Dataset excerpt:
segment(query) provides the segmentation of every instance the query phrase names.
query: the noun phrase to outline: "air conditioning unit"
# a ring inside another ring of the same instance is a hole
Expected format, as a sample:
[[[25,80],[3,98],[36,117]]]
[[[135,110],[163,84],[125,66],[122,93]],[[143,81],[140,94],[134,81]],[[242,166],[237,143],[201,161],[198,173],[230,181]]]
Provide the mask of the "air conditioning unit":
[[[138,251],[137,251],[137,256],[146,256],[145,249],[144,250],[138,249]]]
* * *
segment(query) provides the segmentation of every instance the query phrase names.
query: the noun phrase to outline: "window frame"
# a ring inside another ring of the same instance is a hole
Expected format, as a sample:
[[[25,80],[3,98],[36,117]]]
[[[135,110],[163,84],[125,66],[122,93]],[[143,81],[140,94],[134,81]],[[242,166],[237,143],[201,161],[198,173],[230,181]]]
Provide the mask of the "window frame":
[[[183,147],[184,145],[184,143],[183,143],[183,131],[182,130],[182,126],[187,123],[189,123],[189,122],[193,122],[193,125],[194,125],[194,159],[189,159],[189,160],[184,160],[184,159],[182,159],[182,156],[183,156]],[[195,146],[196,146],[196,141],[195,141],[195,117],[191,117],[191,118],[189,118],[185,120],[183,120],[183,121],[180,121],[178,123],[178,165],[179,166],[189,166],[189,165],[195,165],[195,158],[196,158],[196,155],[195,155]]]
...
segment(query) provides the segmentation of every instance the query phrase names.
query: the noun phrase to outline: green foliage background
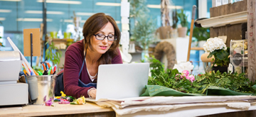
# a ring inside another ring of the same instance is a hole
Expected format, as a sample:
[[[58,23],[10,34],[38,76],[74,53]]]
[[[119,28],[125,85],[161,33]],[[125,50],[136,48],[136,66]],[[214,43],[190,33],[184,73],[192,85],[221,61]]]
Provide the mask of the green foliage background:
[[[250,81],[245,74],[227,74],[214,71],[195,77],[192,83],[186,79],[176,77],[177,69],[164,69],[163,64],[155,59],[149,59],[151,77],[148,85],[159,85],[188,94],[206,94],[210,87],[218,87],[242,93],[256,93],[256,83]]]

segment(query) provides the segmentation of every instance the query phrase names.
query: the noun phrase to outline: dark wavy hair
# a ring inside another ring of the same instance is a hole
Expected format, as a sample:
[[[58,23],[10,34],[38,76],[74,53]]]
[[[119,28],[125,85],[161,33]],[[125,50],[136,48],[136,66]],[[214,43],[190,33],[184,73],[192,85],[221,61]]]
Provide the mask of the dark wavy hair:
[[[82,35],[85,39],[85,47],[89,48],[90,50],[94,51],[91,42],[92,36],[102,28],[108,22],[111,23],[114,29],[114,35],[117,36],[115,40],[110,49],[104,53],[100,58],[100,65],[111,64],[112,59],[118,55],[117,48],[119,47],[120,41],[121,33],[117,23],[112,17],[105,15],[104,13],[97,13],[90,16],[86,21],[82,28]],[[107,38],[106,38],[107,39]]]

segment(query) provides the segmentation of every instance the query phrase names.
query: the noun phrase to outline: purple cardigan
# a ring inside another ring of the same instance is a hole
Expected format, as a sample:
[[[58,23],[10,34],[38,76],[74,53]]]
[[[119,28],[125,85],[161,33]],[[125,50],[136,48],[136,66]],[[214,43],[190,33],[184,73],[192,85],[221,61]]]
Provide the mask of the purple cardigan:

GOAL OF THE EXERCISE: Identify and copy every line in the rows above that contains the word "noun". Case counts.

RESULT OF THE TASK:
query: the noun phrase to outline: "air conditioning unit"
query: the noun phrase to outline: "window frame"
query: the noun phrase to outline: green foliage background
query: the noun phrase to outline: dark wavy hair
query: the noun phrase to outline: purple cardigan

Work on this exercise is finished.